(Entries from a pointing dataset)
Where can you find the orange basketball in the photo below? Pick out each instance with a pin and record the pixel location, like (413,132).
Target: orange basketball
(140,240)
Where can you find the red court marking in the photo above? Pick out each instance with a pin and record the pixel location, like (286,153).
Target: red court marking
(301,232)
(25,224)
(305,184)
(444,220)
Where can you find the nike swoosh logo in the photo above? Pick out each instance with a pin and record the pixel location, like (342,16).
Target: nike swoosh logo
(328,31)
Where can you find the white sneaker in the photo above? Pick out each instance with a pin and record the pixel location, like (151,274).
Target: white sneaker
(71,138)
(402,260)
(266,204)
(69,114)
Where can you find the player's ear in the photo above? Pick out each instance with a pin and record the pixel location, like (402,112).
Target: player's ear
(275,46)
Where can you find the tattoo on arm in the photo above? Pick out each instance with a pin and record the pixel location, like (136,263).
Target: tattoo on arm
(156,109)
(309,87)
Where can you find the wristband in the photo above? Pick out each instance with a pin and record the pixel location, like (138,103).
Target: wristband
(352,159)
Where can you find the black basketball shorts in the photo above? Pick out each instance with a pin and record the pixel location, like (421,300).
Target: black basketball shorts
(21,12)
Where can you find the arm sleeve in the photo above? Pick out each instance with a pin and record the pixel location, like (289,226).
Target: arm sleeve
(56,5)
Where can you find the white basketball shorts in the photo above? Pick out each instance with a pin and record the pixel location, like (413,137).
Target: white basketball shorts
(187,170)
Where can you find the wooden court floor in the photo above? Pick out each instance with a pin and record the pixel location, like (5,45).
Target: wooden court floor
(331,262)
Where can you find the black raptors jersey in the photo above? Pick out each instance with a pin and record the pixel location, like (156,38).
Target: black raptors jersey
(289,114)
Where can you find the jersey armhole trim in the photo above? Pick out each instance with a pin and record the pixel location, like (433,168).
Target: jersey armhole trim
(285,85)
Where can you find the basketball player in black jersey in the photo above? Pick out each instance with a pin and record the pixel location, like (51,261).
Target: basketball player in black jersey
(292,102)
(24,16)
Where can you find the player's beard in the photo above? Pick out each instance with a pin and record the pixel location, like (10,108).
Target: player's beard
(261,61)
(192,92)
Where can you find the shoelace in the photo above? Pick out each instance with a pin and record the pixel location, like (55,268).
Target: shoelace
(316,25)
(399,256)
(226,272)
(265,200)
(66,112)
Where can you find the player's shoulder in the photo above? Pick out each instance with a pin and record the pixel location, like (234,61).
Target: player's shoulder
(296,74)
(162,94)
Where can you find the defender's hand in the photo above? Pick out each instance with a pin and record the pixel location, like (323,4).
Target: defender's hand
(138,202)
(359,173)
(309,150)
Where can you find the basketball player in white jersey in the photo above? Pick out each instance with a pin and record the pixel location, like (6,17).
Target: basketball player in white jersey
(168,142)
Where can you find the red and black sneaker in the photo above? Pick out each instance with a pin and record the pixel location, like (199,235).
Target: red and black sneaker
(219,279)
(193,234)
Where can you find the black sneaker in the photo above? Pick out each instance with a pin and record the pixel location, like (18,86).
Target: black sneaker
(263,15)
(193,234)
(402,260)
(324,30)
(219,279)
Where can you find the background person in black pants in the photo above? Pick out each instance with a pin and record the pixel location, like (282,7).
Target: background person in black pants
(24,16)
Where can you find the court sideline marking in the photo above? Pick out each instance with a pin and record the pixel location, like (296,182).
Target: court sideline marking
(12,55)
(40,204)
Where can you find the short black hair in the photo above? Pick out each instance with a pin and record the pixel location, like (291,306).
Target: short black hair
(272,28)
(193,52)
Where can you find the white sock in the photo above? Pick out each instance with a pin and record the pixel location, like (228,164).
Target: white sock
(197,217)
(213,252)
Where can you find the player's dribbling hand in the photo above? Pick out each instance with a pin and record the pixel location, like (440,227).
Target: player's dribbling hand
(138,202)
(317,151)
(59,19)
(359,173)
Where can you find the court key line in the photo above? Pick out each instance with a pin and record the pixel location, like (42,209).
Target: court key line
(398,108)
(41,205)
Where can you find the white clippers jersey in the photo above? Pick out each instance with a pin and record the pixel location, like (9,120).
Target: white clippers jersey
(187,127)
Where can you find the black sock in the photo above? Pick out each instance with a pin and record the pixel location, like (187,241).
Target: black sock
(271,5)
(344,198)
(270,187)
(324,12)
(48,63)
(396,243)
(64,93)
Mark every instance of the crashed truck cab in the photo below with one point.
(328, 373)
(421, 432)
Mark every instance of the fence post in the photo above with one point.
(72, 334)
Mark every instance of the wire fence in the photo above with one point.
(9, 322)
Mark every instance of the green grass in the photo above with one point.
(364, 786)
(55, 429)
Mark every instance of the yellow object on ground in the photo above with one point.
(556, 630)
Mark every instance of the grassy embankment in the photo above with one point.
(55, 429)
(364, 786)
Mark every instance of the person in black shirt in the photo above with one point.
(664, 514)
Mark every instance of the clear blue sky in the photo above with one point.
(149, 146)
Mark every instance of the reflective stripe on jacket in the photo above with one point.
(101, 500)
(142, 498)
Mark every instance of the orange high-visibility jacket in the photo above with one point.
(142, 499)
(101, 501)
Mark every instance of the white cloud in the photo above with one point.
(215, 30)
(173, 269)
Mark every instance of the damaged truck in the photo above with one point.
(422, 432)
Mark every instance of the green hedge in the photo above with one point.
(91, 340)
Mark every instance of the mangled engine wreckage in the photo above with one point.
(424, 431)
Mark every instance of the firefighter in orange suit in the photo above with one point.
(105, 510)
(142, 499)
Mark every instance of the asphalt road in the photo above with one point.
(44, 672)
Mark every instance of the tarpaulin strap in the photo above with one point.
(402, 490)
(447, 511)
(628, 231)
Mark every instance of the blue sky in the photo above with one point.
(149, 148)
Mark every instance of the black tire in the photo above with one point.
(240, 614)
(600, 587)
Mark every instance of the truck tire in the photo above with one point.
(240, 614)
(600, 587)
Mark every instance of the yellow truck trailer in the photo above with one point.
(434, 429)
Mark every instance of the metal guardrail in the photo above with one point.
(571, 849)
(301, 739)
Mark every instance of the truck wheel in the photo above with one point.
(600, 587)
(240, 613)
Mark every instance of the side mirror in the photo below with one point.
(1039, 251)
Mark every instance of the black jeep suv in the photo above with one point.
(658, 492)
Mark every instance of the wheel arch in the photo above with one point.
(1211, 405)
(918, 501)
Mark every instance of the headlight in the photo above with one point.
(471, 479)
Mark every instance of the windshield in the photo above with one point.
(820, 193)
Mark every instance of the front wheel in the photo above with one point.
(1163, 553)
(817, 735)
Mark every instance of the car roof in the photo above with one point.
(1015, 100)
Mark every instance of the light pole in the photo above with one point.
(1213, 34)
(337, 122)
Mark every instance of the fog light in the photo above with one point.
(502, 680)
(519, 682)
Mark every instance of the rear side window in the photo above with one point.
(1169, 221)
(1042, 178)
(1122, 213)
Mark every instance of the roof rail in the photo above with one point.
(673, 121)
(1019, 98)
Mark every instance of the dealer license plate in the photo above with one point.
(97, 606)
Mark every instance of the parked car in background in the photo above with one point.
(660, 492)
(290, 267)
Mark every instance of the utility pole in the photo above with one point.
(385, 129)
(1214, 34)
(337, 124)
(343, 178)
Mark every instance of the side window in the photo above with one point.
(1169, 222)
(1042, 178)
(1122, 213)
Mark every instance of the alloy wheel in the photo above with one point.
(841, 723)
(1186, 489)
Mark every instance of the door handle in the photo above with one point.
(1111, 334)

## What to produce
In this exercise, repeat all entries exactly.

## Answer
Where can you find the orange basketball in the photo below? Pick out each instance with a pin and record the pixel location, like (413,132).
Target: orange basketball
(140,240)
Where can you find the red court marking in the photo above? Pick out each instance with a pin and record the pixel location, like (286,153).
Target: red court marking
(301,232)
(25,224)
(305,184)
(444,220)
Where can you find the nike swoosh logo in the photo above? Pick out each instance with a pin and record the pixel location, like (342,16).
Target: nike swoosh logo
(328,31)
Where can you find the white sneaker in the photo above? Pick out each instance with a pin and record the pixel location, like (151,274).
Target: white sneaker
(71,138)
(402,260)
(266,204)
(69,114)
Where can you find the player's ear in the photo above? Pick out each instance with a pin and record the pixel location, like (402,112).
Target: player's ear
(275,46)
Where can you find the tattoo on arm in the photo above? Pick out each instance with a pin and record the pixel location, like (136,263).
Target: tattoo on arm
(156,109)
(309,87)
Where can you find the wristband in the photo above? Pick out each instance with a pin and record the pixel location, like (138,103).
Target: wristband
(352,159)
Where can you find the black basketball shorts in the photo above? Pick out each instance with a pin and record the pixel location, like (421,300).
Target: black basketball shorts
(21,12)
Where can you find the arm sleeve in the photo above? Pick out each instance with a pin and record the pixel location, like (289,226).
Target: arm sleeve
(56,5)
Where can you find the white basketball shorts in the photo above? Pick out each instance with a pin and record the pixel location, like (413,137).
Target: white basketball shorts
(187,170)
Where can you find the wooden court floor in the photo above? Pick out each instance with a pin and record the pixel location, like (5,45).
Target: wooden court floor
(331,262)
Where can you find the black raptors jersey in the photo above? Pick out each instance with a pin and record the pixel location, like (156,38).
Target: black raptors jersey
(289,114)
Where can you find the jersey armhole trim in the photo above? Pick out each instance with a pin and record the pixel location, like (433,168).
Target: jersey armhole trim
(285,85)
Where can you find the basketball player in black jersey in the photo above? Pick out each instance with a pin and record the pixel location, like (51,261).
Target: basketball player in black jersey
(292,102)
(24,16)
Where can you find the player's beard in the photo above? Pick out each instance with a pin and record the pixel location, like (10,108).
Target: player's beard
(261,61)
(192,92)
Where can you find the shoelace in the photo above? Pick out each instance with a pin and record the pixel location, like (55,268).
Target: shoelace
(316,25)
(399,256)
(226,272)
(265,200)
(66,112)
Where can you find the player's shoulder in the photo above? Pick out each instance with a pin and record the pixel location, like (234,61).
Target: player's shoulder
(296,74)
(162,94)
Where can you find the defender's hand in the photo above? Pick out each instance with a pin and record the pixel location, like (323,4).
Target: defender's hand
(138,202)
(359,173)
(309,150)
Where can you find the basketball player in white jersey in the photo above? Pick out each instance with a pin and record the pixel location, like (6,17).
Target: basketball player in white jersey
(168,142)
Where can you find the red and black sneaker in the photo above? Pick out each instance with a pin and record the pixel location, like (199,235).
Target: red and black sneaker
(219,279)
(193,234)
Where can you find the black sneaker in the photo above? Pick out each instance with a pin and record the pixel location, like (18,86).
Target: black sneaker
(263,15)
(193,234)
(402,260)
(324,30)
(219,279)
Where can you find the background person in black pants in the photo above? Pick out each instance with a pin and record the pixel location, like (282,7).
Target: background person in black pants
(24,16)
Where can you find the court sideline marking in the photo above? Pick out each instance with a pin and record the pixel location, like (296,182).
Target: court sideline marking
(12,55)
(40,204)
Where can you find the short black hair in the photo above? Pick out each instance with a pin and record the pixel location, like (291,306).
Target: short black hair
(272,28)
(193,52)
Where can you find the white sock in the photo above? Pick out each instance with a pin and record the pixel location, like (228,164).
Target: white sock
(197,217)
(213,252)
Where can you find the player's dribbling hand in the photo above? Pick out each instance with a pin and record the pixel location, like (440,227).
Target: player's dribbling hand
(138,202)
(317,151)
(59,19)
(359,173)
Where can you find the court key line in the photo above? Pick out each instance with a pin and record the pixel location, like (42,209).
Target: court key line
(398,108)
(41,205)
Where can you find the white clippers jersey in the photo above? Pick out each instance with a pin and record the pixel location, like (9,120).
Target: white clippers jersey
(187,127)
Where can you find the black sock in the photo above? Pick out each instance with a pin and record the pixel location, like (187,241).
Target: black sock
(271,5)
(344,198)
(270,187)
(324,12)
(48,63)
(396,243)
(64,93)
Mark every instance of the crashed truck cab in the photo below with one point.
(328, 373)
(421, 432)
Mark every instance of the fence post in the photo above with one point.
(72, 334)
Mark every instance of the wire fence in the photo above with one point.
(9, 322)
Mark every instance of the green grass in the photo above with one point.
(364, 786)
(55, 429)
Mark every instance of the yellow object on ground in the photo above with one point.
(556, 630)
Mark every instance of the grassy embankment in the photo above with one point.
(55, 429)
(364, 786)
Mark every instance of the person in black shirt in the photo above with one point.
(664, 514)
Mark every instance of the clear blue sky in the photo above with one point.
(149, 146)
Mark every instance of the reflective stripe on jacket in the photo above with one point.
(101, 500)
(142, 498)
Mark every instance of the orange high-visibility jacket in the photo above with one point.
(142, 499)
(101, 501)
Mark every instance of the white cloud in the photo above with one point.
(215, 30)
(173, 269)
Mark every instance of the damaged truck in the photo above with one point.
(422, 432)
Mark every instance of the green hedge in the photo above with one point.
(91, 340)
Mark every instance of the mangled engine wreckage in the photo above with one point.
(424, 431)
Mark every instance of the firefighter in orange suit in the photo above with one point.
(105, 510)
(142, 499)
Mark every instance of the asphalt road in the photo above with one point.
(44, 672)
Mark every instance of the tarpaulin strap in the photo above with one point.
(402, 490)
(447, 511)
(628, 231)
Mark every instance of the blue sky in the photo above with one point.
(149, 148)
Mark every instance of the black tire in the photo above with one point.
(240, 614)
(600, 587)
Mark every instance of the truck tire in the photo above with one point.
(240, 614)
(600, 587)
Mark every instance of the yellow truck trailer in the photo above with one point.
(434, 429)
Mark every instance of the metal guardrail in the photo above with one point.
(571, 849)
(301, 739)
Mark every instance of the truck wheel in the photo above with one point.
(600, 587)
(240, 613)
Mark every instance of the side mirror in the photo below with one point.
(1039, 251)
Mark every instance of the black jeep suv in the photo above with one point.
(658, 492)
Mark every instance of the wheel arch in the photo above with one point.
(1211, 405)
(918, 501)
Mark every instance of the headlight in the photo above with one point.
(471, 479)
Mark every instance of the windshield in the photo above with one point.
(820, 193)
Mark every instance of the front wheel in the photo above with one point.
(1163, 553)
(817, 735)
Mark every instance of the car roof in the photo above with one point.
(1015, 100)
Mark every instance of the light pole in the photo above with one point.
(1213, 34)
(337, 122)
Mark every instance of the fog light in the photo above with one point.
(502, 680)
(519, 682)
Mark every instance of the rear side window in the photo above with one point.
(1169, 221)
(1042, 178)
(1122, 213)
Mark every instance of the roof rail in the photo above with one point.
(673, 121)
(1019, 98)
Mark every instance of the dealer license plate in the photo above with one point.
(97, 606)
Mark every instance of the parked car in background in the photo above with one point.
(660, 492)
(290, 267)
Mark every instance of the utility pole in the photo above with one point.
(385, 129)
(1214, 34)
(337, 124)
(343, 178)
Mark every instance of the side window in the photo above with one point.
(1169, 222)
(1042, 178)
(1122, 213)
Mark every instance of the alloy wheel in the photo above with one point.
(841, 723)
(1186, 489)
Mark every instance of the door handle in the photo above with one point.
(1111, 334)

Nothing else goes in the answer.